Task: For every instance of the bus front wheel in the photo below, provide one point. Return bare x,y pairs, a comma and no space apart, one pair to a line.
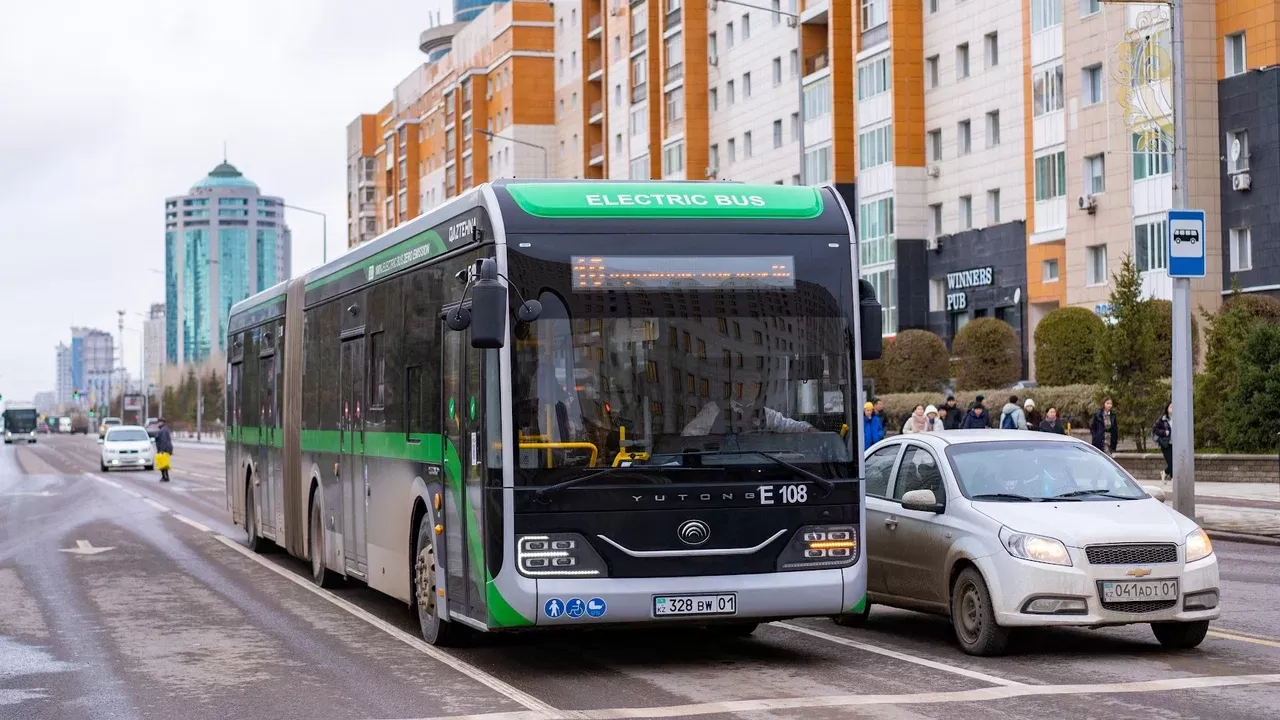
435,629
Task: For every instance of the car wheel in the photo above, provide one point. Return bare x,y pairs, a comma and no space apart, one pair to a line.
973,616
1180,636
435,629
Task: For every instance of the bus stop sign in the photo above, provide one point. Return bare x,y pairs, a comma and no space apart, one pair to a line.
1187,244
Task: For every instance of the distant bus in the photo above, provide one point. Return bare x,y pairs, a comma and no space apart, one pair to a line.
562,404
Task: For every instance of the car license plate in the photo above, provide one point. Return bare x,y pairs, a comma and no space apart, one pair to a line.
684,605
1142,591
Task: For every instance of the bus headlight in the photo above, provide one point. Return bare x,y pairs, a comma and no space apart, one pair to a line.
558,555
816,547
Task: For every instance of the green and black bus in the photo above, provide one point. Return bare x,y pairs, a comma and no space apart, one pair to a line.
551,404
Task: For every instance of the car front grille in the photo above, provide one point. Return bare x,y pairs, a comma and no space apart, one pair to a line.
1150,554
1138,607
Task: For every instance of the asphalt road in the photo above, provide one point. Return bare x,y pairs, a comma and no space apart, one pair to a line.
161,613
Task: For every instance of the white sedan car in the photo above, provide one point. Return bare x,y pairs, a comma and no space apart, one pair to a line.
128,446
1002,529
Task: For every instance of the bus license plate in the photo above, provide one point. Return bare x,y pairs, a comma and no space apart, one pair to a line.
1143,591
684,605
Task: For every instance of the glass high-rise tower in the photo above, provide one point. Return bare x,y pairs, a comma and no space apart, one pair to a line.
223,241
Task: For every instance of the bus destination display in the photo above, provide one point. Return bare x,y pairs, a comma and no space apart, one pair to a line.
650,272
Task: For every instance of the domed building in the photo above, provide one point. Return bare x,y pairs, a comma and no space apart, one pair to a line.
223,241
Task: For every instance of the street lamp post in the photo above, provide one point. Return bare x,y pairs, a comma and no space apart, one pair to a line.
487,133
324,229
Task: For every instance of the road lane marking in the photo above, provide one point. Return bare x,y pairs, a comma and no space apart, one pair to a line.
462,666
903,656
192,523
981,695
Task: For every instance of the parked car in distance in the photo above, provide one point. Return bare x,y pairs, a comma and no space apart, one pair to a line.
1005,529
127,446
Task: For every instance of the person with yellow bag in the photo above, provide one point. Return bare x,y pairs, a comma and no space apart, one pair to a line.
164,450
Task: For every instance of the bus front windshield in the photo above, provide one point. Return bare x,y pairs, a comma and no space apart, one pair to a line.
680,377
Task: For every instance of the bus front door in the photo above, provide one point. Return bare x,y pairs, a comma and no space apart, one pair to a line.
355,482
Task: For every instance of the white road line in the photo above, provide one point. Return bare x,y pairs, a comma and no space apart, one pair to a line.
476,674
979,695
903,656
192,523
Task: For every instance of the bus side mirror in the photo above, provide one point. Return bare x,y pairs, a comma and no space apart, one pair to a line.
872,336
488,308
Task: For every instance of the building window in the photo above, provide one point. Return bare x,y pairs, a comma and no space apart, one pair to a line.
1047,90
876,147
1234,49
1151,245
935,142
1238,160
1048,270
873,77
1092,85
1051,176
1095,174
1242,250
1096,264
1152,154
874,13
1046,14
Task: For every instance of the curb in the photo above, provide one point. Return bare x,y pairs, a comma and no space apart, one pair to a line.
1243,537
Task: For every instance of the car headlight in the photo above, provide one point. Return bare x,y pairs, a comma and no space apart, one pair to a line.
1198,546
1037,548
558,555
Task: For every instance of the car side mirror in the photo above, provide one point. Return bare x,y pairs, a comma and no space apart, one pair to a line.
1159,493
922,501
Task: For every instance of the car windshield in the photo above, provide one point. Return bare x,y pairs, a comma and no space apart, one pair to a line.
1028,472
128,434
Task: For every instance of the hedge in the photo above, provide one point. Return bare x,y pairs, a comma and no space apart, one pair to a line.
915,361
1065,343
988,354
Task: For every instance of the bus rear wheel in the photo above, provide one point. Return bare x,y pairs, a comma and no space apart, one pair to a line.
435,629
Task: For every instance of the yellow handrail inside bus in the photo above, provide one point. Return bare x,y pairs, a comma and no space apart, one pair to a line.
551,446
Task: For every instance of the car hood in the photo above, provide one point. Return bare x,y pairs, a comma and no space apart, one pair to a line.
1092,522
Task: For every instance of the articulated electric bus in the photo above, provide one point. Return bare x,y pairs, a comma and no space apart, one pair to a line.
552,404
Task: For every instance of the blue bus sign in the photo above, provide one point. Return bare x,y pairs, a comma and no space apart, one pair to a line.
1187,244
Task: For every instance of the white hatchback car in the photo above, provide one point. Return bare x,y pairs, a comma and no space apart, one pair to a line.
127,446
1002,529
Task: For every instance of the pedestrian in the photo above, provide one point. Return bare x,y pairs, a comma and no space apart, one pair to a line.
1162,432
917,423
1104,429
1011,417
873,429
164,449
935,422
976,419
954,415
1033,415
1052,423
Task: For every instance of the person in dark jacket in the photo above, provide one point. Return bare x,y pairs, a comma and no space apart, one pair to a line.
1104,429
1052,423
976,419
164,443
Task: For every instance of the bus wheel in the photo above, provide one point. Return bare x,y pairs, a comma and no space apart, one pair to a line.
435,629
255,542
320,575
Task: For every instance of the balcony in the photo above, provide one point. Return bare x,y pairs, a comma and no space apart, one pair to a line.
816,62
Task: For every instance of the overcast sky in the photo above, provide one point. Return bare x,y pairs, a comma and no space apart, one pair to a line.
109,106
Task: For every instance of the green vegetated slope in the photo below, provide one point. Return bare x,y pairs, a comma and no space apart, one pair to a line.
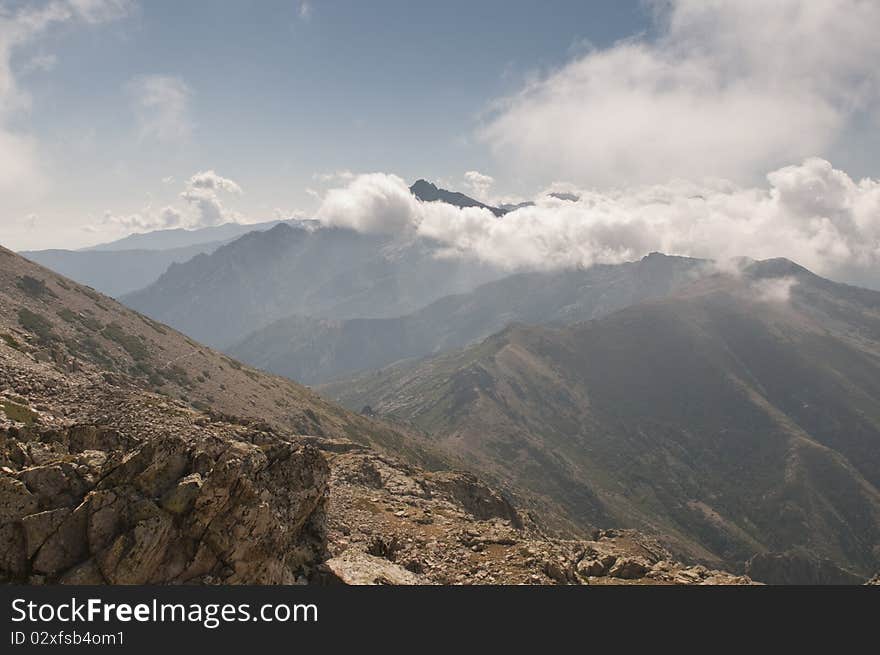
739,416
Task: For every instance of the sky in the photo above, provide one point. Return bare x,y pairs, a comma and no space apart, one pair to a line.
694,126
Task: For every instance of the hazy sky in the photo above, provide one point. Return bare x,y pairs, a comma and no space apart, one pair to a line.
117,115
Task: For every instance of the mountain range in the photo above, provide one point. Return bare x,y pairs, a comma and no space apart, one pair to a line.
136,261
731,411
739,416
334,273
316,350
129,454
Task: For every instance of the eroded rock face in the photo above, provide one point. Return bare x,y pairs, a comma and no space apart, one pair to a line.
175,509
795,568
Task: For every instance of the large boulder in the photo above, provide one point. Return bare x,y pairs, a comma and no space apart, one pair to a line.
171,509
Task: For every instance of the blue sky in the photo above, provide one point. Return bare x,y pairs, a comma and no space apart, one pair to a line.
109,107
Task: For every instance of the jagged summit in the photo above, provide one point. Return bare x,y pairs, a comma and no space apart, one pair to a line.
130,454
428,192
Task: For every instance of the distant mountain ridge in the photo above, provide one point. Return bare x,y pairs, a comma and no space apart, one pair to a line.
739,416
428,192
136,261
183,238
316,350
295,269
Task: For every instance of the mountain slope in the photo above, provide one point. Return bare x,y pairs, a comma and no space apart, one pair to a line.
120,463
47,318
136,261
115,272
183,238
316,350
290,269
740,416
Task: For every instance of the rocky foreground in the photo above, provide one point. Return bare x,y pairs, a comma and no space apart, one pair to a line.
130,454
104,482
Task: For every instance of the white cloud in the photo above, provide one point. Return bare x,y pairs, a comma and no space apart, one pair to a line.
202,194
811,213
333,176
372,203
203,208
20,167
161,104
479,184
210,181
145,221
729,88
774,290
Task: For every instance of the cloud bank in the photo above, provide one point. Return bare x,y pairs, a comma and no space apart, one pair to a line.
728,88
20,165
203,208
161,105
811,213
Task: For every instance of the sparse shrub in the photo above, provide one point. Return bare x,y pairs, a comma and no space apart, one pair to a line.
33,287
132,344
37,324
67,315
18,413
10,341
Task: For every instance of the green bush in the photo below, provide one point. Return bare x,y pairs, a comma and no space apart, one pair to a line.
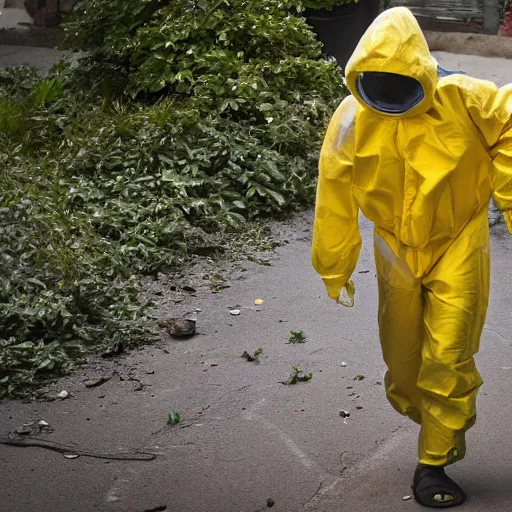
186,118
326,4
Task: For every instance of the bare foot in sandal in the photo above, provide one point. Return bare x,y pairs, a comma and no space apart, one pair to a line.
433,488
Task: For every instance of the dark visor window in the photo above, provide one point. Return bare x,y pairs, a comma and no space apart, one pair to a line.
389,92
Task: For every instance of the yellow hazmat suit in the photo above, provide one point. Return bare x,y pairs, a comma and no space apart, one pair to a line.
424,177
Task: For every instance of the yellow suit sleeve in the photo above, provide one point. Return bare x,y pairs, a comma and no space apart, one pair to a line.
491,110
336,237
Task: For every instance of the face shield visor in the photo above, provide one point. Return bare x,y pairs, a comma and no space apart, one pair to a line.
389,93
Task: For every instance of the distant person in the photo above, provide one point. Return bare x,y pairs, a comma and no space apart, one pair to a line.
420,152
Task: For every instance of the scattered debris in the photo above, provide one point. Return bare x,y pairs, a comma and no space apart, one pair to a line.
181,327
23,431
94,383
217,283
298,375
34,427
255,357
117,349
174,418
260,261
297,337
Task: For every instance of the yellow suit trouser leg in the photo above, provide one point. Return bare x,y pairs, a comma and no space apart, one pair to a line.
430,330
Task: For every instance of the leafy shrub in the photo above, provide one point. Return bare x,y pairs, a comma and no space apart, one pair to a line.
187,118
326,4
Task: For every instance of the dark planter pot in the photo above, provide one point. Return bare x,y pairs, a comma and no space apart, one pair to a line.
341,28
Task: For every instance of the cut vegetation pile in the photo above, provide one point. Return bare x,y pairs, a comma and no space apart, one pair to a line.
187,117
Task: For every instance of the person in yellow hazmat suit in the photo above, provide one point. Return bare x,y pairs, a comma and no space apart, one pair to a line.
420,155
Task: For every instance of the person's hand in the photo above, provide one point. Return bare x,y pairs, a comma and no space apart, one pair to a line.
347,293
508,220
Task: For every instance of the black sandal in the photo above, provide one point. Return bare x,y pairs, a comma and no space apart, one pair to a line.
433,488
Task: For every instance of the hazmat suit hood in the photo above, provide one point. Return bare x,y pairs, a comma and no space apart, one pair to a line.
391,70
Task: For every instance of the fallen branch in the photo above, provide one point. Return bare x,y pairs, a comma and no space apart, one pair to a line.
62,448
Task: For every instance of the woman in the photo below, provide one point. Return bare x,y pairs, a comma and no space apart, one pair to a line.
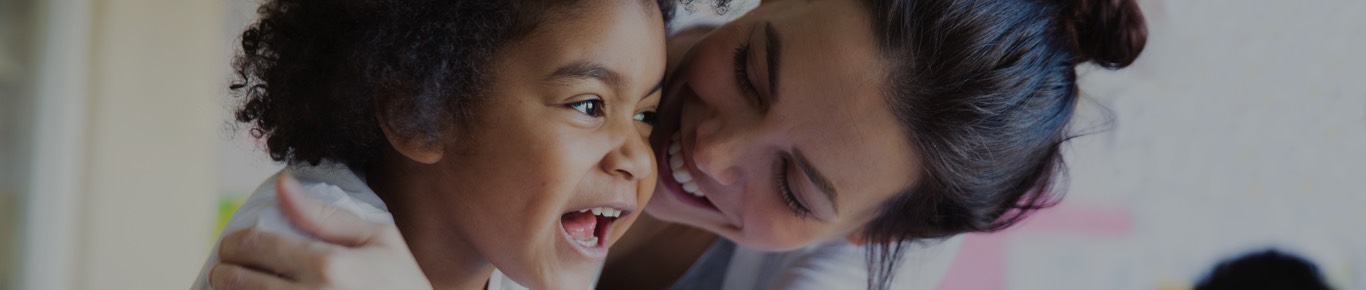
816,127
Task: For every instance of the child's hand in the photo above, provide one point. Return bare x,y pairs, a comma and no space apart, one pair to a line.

******

■ Work to complete
Write out only the lines from the line containing "Task: For every instance of the hazmat" through the end of the material above, both end lines included. Pictures are not written out.

■ Correct answer
Task: For every instance of the hazmat suit hood in the photo above, provide one point. Return bare x,y pairs, a comma and no space apart, one pair to a line.
391,70
Task: For every instance of the fallen branch in the photo above, provide one point. Return bare x,y pairs, a comma and no space apart, one pair to a line.
62,448
Task: For every instance of the woman in the photo below, provide one point. Return bare x,y pairs, a comma and no space apart, one pair to a line.
816,127
Task: For every instance of the child's hand in the photo above, provide one point. Return bare x,y pairs, a comma and no space apart, one pair to a line.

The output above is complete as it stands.